**STUDY TEXT**
STAR..........I feel sick for you. I think I relate so deeply to your situation, that I am internalizing Dude as Matthew.........And I want to scream at people for you. I mean, you have no idea, how upset this makes me for you, for Dude, for our country, for our society.
When I was 16 my parents put me in a mental institution because I was suicidal. Back then, this was 24 years ago, the systems were horrific. I saw abuse that took me years of therapy to process and understand. When I look at Dude's situation all I can think of is that place, and how I was locked up there, with no one or nothing I could do about the abuse except watch. I promised myself, that when I got out I would never let that happen to anyone I knew. Again, perhaps, I am just identifying with this situation too much - but it makes me sick to know you and Dude are going through this.

**DATASET EXCERPTS**

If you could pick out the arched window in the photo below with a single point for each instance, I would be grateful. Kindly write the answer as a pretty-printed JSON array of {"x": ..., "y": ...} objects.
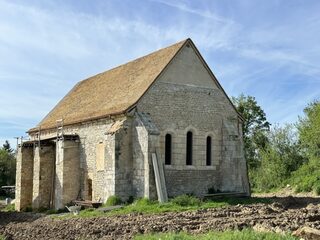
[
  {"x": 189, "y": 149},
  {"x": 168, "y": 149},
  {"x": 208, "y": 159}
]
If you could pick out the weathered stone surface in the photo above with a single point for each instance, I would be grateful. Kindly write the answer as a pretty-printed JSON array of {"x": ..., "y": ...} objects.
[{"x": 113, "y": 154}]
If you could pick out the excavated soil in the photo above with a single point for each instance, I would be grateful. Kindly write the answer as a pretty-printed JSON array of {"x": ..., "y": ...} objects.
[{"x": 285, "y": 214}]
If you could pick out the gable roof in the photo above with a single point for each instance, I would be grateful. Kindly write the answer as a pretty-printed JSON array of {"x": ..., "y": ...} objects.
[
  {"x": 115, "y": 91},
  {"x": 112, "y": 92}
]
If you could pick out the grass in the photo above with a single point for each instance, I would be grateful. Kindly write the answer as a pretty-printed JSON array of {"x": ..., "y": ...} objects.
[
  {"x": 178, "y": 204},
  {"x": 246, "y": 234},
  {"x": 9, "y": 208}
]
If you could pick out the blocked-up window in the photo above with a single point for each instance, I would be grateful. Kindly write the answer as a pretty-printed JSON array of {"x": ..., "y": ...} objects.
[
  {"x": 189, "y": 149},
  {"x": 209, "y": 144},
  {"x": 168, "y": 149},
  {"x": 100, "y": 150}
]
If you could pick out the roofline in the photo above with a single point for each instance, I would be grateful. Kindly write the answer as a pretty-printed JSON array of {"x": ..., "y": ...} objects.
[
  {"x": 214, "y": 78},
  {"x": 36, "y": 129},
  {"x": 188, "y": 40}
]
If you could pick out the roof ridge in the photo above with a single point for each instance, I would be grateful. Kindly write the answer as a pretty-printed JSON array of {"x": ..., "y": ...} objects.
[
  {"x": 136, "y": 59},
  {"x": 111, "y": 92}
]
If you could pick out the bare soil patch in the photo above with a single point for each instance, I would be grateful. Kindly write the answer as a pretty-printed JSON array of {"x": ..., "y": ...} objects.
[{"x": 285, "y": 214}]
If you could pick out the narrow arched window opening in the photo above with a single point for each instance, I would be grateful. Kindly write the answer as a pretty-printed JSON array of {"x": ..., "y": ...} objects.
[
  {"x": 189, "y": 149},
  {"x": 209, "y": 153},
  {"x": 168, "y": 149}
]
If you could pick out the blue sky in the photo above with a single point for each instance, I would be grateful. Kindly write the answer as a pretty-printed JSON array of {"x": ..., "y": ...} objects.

**ACTION ITEM A**
Repeat everything in the message to Star about Dude from "STAR..........I feel sick" down to "going through this.".
**ACTION ITEM B**
Pick up the message to Star about Dude at its final sentence and carry it on from there.
The rows have no connection to the message to Star about Dude.

**WRITTEN ANSWER A**
STAR..........I feel sick for you. I think I relate so deeply to your situation, that I am internalizing Dude as Matthew.........And I want to scream at people for you. I mean, you have no idea, how upset this makes me for you, for Dude, for our country, for our society.
When I was 16 my parents put me in a mental institution because I was suicidal. Back then, this was 24 years ago, the systems were horrific. I saw abuse that took me years of therapy to process and understand. When I look at Dude's situation all I can think of is that place, and how I was locked up there, with no one or nothing I could do about the abuse except watch. I promised myself, that when I got out I would never let that happen to anyone I knew. Again, perhaps, I am just identifying with this situation too much - but it makes me sick to know you and Dude are going through this.

**WRITTEN ANSWER B**
I guess, I always hoped that if our children had the right advocates - they would not have to endure any type of abuse because of their mental challenges. I have learned I am so wrong. And your situation just brings this to light in a hundred different ways.
I do apologize for my previous harsh message. I have wondered and thought a lot about my post, and why I was so angry, but now that I write this, and have had time to process, I know why. It is because you and I can be the best moms in the world, and it still is not enough to protect our kids who need it the most. It just tears my heart out.
Dude and you are in my prayers and thoughts - and I do wish and hope this can be different, somehow.